## What is required
Copy the material word for word from the line containing "Find the vertical banner." through the end of the material, including both ends.

## Raw data

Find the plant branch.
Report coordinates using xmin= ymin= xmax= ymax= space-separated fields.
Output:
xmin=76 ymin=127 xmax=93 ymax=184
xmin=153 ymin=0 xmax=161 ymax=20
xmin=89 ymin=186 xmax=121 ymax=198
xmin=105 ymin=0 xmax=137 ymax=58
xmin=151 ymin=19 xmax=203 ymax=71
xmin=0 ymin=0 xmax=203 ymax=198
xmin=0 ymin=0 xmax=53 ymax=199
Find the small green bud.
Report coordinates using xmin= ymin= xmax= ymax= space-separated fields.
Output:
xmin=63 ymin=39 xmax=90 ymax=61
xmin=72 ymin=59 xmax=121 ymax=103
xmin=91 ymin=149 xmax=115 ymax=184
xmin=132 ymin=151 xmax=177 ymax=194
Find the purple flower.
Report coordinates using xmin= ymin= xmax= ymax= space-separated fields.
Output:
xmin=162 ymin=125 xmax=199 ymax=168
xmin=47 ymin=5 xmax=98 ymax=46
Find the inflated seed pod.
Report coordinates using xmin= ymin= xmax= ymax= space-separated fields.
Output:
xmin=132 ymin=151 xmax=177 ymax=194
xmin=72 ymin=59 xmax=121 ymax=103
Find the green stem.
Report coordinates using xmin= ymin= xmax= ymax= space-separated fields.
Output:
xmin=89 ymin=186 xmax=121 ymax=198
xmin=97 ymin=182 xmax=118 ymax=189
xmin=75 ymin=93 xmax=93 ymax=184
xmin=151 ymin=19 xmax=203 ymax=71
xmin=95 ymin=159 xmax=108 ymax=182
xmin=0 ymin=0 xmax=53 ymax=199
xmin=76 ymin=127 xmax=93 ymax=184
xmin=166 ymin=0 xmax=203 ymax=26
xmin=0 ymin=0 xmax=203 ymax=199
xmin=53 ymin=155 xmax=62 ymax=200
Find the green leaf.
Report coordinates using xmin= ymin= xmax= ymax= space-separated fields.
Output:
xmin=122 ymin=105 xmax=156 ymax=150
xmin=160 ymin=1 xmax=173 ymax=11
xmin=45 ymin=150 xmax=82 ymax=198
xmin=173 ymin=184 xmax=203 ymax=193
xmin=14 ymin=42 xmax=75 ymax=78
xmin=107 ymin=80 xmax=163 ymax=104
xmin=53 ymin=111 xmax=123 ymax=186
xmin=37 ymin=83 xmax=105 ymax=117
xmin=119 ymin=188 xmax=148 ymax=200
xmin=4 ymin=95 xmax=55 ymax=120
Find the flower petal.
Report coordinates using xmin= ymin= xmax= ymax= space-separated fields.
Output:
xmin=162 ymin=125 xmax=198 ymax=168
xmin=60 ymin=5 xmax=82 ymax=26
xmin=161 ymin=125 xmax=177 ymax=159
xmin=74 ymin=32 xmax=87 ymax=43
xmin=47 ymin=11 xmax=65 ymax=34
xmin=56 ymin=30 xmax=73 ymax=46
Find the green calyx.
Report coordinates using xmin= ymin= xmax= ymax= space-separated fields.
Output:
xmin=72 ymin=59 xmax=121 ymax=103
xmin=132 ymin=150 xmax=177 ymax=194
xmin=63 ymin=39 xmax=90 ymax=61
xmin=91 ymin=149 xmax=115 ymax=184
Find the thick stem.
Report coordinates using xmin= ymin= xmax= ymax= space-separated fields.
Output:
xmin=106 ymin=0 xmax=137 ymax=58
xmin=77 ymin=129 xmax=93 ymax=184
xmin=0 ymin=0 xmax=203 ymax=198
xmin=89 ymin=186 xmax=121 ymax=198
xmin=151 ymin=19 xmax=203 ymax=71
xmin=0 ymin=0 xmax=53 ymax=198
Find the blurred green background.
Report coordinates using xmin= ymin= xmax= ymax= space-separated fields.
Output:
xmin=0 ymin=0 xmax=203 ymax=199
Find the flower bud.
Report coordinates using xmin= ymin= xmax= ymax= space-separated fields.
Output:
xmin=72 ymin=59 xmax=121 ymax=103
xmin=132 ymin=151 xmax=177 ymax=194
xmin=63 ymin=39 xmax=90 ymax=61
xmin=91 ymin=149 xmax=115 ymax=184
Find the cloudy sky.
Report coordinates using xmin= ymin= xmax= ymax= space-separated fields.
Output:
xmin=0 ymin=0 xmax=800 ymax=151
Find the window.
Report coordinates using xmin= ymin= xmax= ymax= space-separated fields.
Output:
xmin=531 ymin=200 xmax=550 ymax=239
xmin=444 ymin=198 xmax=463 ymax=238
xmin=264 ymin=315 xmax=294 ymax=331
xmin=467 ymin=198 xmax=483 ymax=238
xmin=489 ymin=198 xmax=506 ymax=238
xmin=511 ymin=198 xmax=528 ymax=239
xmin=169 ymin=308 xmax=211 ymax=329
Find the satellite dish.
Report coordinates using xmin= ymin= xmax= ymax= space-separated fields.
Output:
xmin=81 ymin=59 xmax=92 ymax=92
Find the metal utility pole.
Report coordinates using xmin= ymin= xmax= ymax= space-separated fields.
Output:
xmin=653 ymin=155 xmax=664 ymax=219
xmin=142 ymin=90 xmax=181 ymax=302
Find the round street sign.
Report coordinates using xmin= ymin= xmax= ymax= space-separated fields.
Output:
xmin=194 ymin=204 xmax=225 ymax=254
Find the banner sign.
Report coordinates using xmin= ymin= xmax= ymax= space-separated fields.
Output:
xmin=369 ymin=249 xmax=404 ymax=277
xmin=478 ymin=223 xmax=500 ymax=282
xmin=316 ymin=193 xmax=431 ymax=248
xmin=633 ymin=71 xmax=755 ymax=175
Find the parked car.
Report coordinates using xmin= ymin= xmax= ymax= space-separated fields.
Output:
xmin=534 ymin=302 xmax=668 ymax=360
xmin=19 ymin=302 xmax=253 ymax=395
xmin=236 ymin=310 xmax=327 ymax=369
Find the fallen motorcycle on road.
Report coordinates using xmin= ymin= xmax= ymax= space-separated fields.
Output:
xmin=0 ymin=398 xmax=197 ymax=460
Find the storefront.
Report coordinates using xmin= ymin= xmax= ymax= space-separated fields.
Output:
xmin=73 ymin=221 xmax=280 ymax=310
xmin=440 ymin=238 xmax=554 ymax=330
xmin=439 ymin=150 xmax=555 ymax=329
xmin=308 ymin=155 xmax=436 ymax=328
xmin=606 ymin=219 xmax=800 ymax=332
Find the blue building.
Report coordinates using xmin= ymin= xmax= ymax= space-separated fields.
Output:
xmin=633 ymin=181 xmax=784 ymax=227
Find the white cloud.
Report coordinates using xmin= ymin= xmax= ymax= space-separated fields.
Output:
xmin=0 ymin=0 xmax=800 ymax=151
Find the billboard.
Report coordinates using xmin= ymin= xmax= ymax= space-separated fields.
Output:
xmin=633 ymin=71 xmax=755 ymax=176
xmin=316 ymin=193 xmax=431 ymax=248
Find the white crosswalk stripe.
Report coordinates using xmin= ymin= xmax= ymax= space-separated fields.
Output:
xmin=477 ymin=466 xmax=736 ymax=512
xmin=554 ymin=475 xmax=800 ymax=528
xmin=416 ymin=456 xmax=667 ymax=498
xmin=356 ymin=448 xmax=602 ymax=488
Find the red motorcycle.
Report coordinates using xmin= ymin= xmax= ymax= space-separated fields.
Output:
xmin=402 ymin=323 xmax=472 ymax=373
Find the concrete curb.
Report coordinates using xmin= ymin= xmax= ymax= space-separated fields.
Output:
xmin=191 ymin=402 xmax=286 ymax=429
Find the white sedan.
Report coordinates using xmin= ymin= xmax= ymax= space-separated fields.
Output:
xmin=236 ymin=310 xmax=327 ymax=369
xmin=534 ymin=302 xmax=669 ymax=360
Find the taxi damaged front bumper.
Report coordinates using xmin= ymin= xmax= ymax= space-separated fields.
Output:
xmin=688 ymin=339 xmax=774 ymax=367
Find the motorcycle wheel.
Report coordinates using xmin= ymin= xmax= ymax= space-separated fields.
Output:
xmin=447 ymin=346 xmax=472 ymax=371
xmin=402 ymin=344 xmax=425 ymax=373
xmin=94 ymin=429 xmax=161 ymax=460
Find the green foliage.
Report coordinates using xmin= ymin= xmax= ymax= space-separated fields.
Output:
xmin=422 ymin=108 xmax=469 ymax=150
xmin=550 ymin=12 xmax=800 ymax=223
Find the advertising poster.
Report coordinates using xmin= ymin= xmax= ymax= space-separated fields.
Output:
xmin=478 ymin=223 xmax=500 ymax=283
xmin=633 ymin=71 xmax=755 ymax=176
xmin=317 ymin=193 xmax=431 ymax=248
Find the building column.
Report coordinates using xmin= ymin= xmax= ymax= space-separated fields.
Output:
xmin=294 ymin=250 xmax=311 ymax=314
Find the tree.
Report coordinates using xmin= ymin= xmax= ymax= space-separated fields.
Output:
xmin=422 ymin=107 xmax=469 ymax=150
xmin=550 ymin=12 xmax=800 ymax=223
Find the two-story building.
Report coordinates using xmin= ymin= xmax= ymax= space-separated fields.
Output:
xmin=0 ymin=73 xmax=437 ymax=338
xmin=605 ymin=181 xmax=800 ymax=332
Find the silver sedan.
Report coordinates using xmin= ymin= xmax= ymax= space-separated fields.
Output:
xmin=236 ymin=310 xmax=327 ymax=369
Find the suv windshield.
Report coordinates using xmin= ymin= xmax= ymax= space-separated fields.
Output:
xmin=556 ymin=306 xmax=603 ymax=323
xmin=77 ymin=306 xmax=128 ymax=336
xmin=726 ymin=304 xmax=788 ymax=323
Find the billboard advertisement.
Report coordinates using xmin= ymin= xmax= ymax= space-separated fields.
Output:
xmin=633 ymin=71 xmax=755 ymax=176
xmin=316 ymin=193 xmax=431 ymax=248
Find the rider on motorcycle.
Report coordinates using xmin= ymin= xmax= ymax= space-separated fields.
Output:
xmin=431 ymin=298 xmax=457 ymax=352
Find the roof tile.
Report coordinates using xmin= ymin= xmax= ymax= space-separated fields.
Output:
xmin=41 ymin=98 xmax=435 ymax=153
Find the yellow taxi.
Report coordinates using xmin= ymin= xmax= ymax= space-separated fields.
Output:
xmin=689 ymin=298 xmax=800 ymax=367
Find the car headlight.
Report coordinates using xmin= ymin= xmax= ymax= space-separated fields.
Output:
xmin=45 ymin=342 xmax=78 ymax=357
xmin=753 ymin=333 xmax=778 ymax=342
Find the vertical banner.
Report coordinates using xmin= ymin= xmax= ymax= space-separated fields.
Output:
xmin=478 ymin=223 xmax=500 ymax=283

## Complete answer
Find the vertical banner.
Report coordinates using xmin= ymin= xmax= ymax= space-separated fields.
Output:
xmin=478 ymin=223 xmax=500 ymax=283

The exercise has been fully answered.